*REQUEST 1*
Extract each line of the listing that contains the string "stem", matching its case exactly.

*EXCERPT PROVIDED*
# # # # #
Example YAML snippet

No response

Anything in the logs that might be useful for us?

No response

Additional information

No response

home-assistant[bot] commented 3 months ago

Hey there @patrickhilker, @zweckj, mind taking a look at this issue as it has been labeled with an integration (tedee) you are listed as a code owner for? Thanks!

Code owner commands Code owners of `tedee` can trigger bot actions by commenting: - `@home-assistant close` Closes the issue. - `@home-assistant rename Awesome new title` Renames the issue. - `@home-assistant reopen` Reopen the issue. - `@home-assistant unassign tedee` Removes the current integration label and assignees on the issue, add the integration domain after the command. - `@home-assistant add-label needs-more-information` Add a label (needs-more-information, problem in dependency, problem in custom component) to the issue. - `@home-assistant remove-label needs-more-information` Remove a label (needs-more-information, problem in dependency, problem in custom component) on the issue.

(message by CodeOwnersMention)


tedee documentation tedee source (message by IssueLinks)

zweckj commented 3 months ago

@LordShadowen I heard about that multiple times now, but am not having this issue. The code is already retrying the calls, there is not much more I can do. I think it might be related to the time of the HA instance not being accurate. I also would need debug logs of when it happens (shortly before)

LordShadowen commented 3 months ago

I've enabled debug on homeassistant.components.tedee and will let it stay like that. If it happens again, I'll let you know what shows up on the logs.

LordShadowen commented 3 months ago

Ok, it happened again - there was a firmware update during the night, and this morning I have the "Authentication expired" warnings. At this point I'm fairly certain they are related.

But unfortunately, I have no logs at all :( For some reason, my home-assistant.log file seems to have stopped - the last line was written about 3 hours before the update happened (really bad luck). Since then nothing. Even now, HA is working fine, but nothing is getting logged.... I have no idea why - the file is about 25MB. It's big, but not huge. Is there some sort of max size on log files that I don't know about?

I could use some advice... I can restart HA and wait for it to happen again, but if the log will keep stopping then it won't help.

dxfoxd commented 3 months ago

I had the same issue and after some checks it seems that the Bridge API disabled itself. After switching it back on a reload of the integration nor a HA restart did not resolve the issue. The integration docs of Tedee did not include a description how to ck or update the IP or token of the bridge. I then installed the integration (without deleting the previous one) and I was able to fill in the IP and token. The new entities of both locks and the bridge appeared again. I had to delete the other locks manually. The only issue now is that my dashboard had a button to open the locks: button.lock_xxxx_frontdoor_unlatch and button.lock_xxxx_frontdoor_unlock_unlatch (redacted) but both entities did not reappear. I can open the door by clicking the default lock card but this means that now two mouse clicks are needed for the same event. How can i get the unlock buttton(s) back again?
# # # # #
*Stored items*
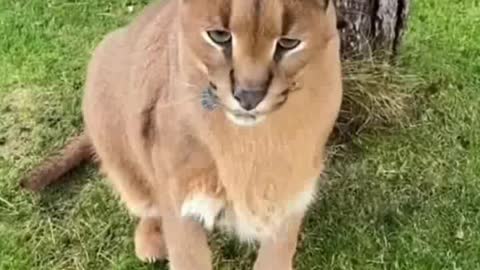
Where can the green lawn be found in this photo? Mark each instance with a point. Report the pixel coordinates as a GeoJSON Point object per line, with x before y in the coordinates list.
{"type": "Point", "coordinates": [406, 199]}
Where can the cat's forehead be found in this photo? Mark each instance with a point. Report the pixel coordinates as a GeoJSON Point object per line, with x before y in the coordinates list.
{"type": "Point", "coordinates": [271, 17]}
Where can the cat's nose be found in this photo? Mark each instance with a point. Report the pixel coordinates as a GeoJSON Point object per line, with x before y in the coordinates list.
{"type": "Point", "coordinates": [249, 99]}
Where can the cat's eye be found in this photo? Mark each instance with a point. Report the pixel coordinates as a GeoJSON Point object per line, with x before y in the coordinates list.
{"type": "Point", "coordinates": [288, 43]}
{"type": "Point", "coordinates": [220, 37]}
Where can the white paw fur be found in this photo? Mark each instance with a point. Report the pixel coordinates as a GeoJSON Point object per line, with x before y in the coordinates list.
{"type": "Point", "coordinates": [202, 208]}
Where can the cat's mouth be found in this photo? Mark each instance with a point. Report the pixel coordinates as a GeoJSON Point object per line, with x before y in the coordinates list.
{"type": "Point", "coordinates": [211, 101]}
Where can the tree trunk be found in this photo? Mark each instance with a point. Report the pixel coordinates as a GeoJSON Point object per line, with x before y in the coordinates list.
{"type": "Point", "coordinates": [371, 26]}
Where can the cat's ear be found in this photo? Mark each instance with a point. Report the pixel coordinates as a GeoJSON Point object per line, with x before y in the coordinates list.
{"type": "Point", "coordinates": [324, 4]}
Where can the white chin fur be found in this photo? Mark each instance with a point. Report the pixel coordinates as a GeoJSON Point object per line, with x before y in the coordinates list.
{"type": "Point", "coordinates": [245, 121]}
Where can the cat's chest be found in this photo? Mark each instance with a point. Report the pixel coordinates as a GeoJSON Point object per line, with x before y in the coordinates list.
{"type": "Point", "coordinates": [254, 214]}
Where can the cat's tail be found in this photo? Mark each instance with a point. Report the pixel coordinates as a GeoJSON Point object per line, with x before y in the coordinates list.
{"type": "Point", "coordinates": [78, 150]}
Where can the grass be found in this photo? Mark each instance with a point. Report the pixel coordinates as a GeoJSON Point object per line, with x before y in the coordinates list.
{"type": "Point", "coordinates": [402, 197]}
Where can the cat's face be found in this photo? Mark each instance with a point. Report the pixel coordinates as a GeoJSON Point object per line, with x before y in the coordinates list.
{"type": "Point", "coordinates": [252, 50]}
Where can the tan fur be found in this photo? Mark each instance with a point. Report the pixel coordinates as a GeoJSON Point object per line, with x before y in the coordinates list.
{"type": "Point", "coordinates": [162, 151]}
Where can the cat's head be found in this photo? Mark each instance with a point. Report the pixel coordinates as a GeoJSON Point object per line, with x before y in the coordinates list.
{"type": "Point", "coordinates": [252, 50]}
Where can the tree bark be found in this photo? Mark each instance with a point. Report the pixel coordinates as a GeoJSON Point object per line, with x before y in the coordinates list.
{"type": "Point", "coordinates": [372, 26]}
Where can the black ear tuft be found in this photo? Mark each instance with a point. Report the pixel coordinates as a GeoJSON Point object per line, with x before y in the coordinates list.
{"type": "Point", "coordinates": [341, 23]}
{"type": "Point", "coordinates": [326, 3]}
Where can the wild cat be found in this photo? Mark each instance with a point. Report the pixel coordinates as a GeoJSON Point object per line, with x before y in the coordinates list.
{"type": "Point", "coordinates": [250, 163]}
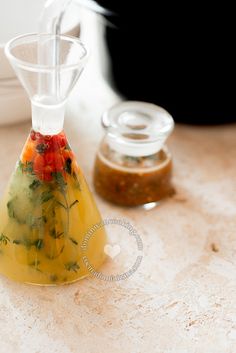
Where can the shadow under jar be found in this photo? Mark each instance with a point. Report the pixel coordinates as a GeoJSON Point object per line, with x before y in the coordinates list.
{"type": "Point", "coordinates": [133, 166]}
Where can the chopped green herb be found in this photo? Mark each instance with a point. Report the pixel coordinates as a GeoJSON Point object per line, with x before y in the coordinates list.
{"type": "Point", "coordinates": [55, 235]}
{"type": "Point", "coordinates": [13, 211]}
{"type": "Point", "coordinates": [74, 203]}
{"type": "Point", "coordinates": [72, 266]}
{"type": "Point", "coordinates": [28, 167]}
{"type": "Point", "coordinates": [35, 184]}
{"type": "Point", "coordinates": [60, 180]}
{"type": "Point", "coordinates": [35, 222]}
{"type": "Point", "coordinates": [73, 241]}
{"type": "Point", "coordinates": [4, 239]}
{"type": "Point", "coordinates": [61, 204]}
{"type": "Point", "coordinates": [10, 209]}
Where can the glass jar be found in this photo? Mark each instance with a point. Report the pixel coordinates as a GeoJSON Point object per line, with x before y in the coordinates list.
{"type": "Point", "coordinates": [133, 165]}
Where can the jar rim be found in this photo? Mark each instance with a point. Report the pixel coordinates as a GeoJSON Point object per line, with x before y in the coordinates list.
{"type": "Point", "coordinates": [138, 126]}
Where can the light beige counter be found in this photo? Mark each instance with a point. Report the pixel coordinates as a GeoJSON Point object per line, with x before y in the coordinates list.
{"type": "Point", "coordinates": [183, 297]}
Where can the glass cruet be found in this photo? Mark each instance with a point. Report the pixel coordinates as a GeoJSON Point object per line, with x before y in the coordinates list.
{"type": "Point", "coordinates": [47, 208]}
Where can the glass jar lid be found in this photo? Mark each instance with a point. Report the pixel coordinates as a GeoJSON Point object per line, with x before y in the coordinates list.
{"type": "Point", "coordinates": [137, 128]}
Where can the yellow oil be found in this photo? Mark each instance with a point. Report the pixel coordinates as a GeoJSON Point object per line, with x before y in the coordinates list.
{"type": "Point", "coordinates": [42, 229]}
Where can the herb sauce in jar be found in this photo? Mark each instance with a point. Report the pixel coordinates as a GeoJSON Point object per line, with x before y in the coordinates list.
{"type": "Point", "coordinates": [133, 166]}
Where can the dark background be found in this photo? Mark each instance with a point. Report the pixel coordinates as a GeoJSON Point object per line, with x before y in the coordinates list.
{"type": "Point", "coordinates": [181, 57]}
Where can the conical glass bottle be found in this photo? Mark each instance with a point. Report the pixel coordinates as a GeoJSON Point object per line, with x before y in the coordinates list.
{"type": "Point", "coordinates": [47, 208]}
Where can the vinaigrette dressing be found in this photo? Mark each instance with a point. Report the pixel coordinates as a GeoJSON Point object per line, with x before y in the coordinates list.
{"type": "Point", "coordinates": [45, 214]}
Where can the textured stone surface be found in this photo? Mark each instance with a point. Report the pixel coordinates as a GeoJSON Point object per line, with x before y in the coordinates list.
{"type": "Point", "coordinates": [183, 297]}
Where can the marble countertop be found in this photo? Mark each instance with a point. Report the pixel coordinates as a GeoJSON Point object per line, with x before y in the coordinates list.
{"type": "Point", "coordinates": [182, 299]}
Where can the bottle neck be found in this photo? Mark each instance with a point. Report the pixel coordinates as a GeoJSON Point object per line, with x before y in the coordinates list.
{"type": "Point", "coordinates": [48, 119]}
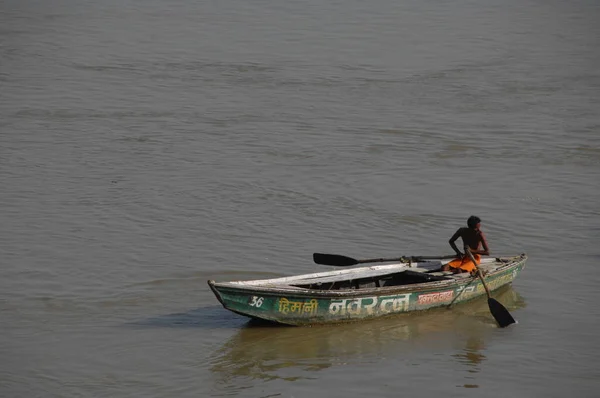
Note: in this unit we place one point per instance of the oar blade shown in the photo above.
(500, 313)
(334, 259)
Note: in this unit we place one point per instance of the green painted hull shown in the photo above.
(309, 307)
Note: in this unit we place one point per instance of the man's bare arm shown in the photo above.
(452, 241)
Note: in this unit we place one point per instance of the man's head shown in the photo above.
(473, 222)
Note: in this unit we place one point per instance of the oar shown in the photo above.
(500, 313)
(344, 261)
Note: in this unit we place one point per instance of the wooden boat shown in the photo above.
(363, 292)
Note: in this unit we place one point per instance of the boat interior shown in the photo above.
(405, 277)
(381, 277)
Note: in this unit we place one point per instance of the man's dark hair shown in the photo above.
(473, 221)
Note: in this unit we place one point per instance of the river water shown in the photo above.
(148, 146)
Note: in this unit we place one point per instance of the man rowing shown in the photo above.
(472, 238)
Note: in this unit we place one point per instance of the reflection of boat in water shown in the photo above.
(262, 350)
(362, 293)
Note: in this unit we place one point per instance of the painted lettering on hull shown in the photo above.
(369, 305)
(299, 307)
(437, 297)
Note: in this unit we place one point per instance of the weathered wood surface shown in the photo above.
(276, 300)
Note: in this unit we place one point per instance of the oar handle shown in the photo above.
(487, 289)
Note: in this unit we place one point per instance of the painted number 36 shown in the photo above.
(256, 301)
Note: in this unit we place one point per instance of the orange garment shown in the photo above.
(465, 263)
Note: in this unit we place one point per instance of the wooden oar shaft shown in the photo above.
(345, 261)
(487, 289)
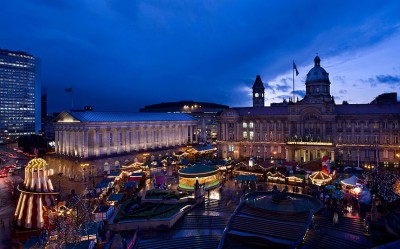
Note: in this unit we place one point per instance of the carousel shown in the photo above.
(37, 193)
(205, 174)
(320, 178)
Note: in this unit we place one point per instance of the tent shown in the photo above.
(319, 178)
(351, 181)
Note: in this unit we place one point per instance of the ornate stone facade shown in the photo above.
(93, 134)
(351, 134)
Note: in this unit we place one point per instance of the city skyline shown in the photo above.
(127, 55)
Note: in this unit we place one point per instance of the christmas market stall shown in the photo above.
(207, 174)
(37, 192)
(320, 178)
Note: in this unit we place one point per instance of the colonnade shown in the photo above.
(90, 141)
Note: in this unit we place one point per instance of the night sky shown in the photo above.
(123, 55)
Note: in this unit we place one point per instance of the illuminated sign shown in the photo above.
(311, 143)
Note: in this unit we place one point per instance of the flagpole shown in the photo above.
(293, 81)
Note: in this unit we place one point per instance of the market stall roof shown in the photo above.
(130, 184)
(252, 178)
(350, 181)
(114, 174)
(115, 197)
(198, 168)
(102, 185)
(320, 175)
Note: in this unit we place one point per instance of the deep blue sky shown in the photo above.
(123, 55)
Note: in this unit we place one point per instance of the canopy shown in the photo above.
(251, 178)
(330, 187)
(338, 194)
(115, 197)
(350, 181)
(319, 178)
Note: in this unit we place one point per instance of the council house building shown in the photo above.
(315, 126)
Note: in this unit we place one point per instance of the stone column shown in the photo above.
(96, 142)
(128, 139)
(65, 141)
(153, 137)
(57, 138)
(288, 157)
(85, 143)
(137, 138)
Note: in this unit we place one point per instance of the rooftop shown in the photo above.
(90, 116)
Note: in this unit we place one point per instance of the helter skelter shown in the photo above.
(37, 192)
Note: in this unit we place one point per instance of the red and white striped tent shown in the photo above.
(36, 191)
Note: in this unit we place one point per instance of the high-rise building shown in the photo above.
(19, 95)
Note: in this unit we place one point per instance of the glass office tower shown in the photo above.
(19, 95)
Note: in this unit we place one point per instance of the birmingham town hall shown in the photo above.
(313, 127)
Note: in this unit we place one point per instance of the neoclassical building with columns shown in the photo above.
(87, 134)
(315, 126)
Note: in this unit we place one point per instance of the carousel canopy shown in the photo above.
(198, 168)
(319, 175)
(36, 164)
(115, 197)
(350, 181)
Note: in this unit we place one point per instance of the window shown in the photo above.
(386, 139)
(385, 154)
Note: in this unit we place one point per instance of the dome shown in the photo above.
(36, 164)
(317, 74)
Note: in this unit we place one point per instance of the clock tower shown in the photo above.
(258, 92)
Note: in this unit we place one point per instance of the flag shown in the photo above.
(295, 68)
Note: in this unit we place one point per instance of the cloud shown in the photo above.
(154, 51)
(300, 93)
(389, 80)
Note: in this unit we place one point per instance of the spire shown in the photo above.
(258, 82)
(317, 61)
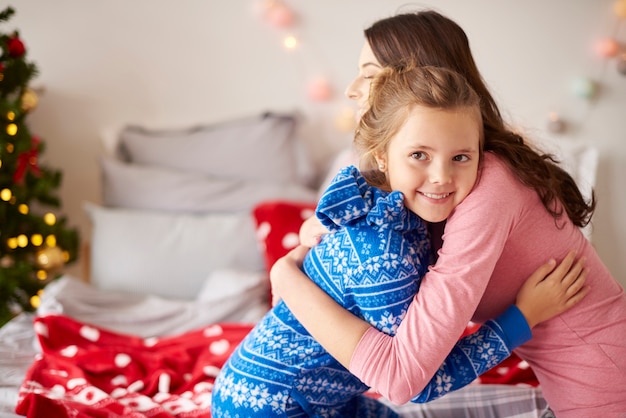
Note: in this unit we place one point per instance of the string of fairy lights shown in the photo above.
(613, 52)
(279, 14)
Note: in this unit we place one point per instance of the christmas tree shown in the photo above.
(35, 243)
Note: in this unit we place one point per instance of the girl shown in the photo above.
(374, 261)
(522, 208)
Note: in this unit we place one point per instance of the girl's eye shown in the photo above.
(419, 155)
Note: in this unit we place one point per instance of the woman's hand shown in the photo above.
(311, 232)
(552, 289)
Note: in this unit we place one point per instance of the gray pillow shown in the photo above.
(260, 148)
(166, 254)
(134, 186)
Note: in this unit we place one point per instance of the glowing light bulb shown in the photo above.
(35, 301)
(5, 194)
(11, 129)
(51, 241)
(49, 218)
(36, 239)
(290, 42)
(22, 240)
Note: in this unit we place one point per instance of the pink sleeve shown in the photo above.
(399, 367)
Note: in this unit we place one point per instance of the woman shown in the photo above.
(522, 209)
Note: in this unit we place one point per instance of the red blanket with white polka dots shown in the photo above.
(86, 371)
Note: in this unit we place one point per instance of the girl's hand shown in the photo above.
(311, 232)
(285, 269)
(552, 290)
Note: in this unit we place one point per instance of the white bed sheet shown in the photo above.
(151, 316)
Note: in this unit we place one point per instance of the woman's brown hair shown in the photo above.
(427, 38)
(394, 93)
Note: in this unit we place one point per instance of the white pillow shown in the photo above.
(169, 255)
(146, 187)
(260, 148)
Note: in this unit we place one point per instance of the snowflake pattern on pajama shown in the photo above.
(371, 263)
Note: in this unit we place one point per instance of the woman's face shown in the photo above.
(433, 160)
(359, 89)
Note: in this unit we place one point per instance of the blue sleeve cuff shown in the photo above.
(515, 327)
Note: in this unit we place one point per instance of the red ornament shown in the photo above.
(16, 47)
(27, 160)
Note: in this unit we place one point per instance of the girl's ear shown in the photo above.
(381, 161)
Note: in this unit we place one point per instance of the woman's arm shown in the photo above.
(339, 332)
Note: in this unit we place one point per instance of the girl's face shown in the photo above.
(359, 89)
(433, 160)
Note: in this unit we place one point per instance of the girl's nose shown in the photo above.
(352, 91)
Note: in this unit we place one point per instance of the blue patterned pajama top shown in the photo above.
(371, 263)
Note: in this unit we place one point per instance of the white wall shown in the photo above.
(174, 62)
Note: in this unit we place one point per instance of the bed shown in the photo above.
(189, 223)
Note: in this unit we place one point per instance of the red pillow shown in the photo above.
(277, 227)
(512, 371)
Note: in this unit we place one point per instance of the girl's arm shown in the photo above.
(339, 331)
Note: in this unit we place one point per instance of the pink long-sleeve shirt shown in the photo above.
(494, 241)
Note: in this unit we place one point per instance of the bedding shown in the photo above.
(191, 220)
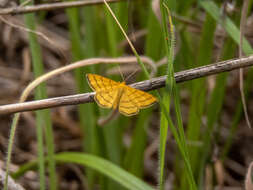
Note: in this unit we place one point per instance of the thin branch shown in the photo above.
(146, 85)
(50, 6)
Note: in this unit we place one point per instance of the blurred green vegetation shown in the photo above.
(191, 49)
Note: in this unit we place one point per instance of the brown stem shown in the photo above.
(146, 85)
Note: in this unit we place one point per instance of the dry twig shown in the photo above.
(146, 85)
(242, 27)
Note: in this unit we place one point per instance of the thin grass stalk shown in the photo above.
(85, 111)
(172, 88)
(41, 116)
(163, 107)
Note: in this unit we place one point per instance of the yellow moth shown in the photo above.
(117, 95)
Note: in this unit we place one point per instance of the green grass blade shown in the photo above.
(99, 164)
(85, 111)
(43, 119)
(171, 88)
(198, 97)
(212, 9)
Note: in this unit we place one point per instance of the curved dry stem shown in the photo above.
(49, 75)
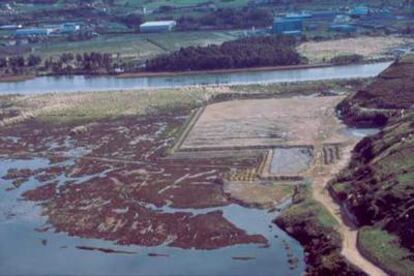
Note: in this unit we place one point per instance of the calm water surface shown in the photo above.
(22, 251)
(104, 83)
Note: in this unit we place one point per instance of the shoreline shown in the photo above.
(220, 71)
(16, 78)
(20, 78)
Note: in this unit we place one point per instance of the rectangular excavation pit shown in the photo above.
(261, 124)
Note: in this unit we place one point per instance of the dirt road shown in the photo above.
(321, 174)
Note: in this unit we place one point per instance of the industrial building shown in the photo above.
(157, 26)
(287, 26)
(359, 11)
(33, 32)
(344, 28)
(68, 28)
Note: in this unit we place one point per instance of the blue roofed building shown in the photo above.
(157, 26)
(359, 11)
(291, 26)
(27, 32)
(343, 28)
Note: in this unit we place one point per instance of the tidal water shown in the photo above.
(42, 85)
(25, 251)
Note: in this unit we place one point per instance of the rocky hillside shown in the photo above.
(377, 189)
(384, 98)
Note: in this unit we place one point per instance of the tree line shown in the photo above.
(66, 63)
(241, 53)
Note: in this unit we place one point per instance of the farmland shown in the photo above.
(134, 46)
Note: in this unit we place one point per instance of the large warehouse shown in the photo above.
(287, 26)
(157, 26)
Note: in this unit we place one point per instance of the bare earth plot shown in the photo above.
(264, 123)
(369, 47)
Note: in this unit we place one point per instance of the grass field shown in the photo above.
(134, 46)
(369, 47)
(384, 249)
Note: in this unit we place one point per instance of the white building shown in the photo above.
(157, 26)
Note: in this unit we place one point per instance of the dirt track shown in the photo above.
(321, 175)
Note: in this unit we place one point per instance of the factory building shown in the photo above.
(287, 26)
(33, 32)
(343, 28)
(68, 28)
(157, 26)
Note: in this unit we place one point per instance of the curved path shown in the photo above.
(321, 175)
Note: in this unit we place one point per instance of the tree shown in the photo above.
(33, 60)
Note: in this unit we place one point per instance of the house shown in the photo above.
(157, 26)
(287, 26)
(33, 32)
(359, 11)
(69, 28)
(344, 28)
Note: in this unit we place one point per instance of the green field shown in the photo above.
(384, 248)
(134, 46)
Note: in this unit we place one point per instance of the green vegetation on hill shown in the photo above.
(377, 188)
(384, 98)
(314, 227)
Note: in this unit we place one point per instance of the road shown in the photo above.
(321, 175)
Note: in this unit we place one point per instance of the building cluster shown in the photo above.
(346, 20)
(19, 31)
(157, 26)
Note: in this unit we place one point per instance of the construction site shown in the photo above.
(285, 141)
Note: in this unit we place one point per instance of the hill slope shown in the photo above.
(384, 98)
(377, 189)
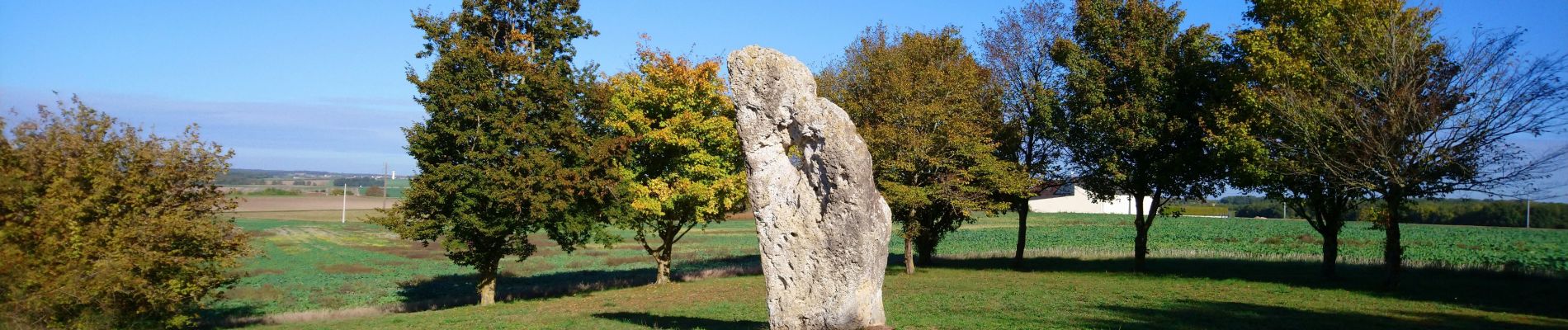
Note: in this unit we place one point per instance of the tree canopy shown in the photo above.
(1018, 54)
(932, 120)
(104, 225)
(682, 165)
(505, 150)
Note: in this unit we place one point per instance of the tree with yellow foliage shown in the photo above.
(682, 166)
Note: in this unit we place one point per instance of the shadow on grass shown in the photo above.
(460, 290)
(653, 321)
(449, 291)
(1233, 314)
(1482, 290)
# # # # #
*REQUEST 2*
In the issue thread above, which command names can code owners put after `@home-assistant` to trigger bot actions? List them all.

*CORRECT RESPONSE 1*
Note: in this unit we place one point per instance of the brown stem shown in the photo above.
Note: in this unit we place one point per instance of the curved dry stem shown in the photo above.

*CORRECT RESPONSE 2*
close
rename
reopen
unassign
add-label
remove-label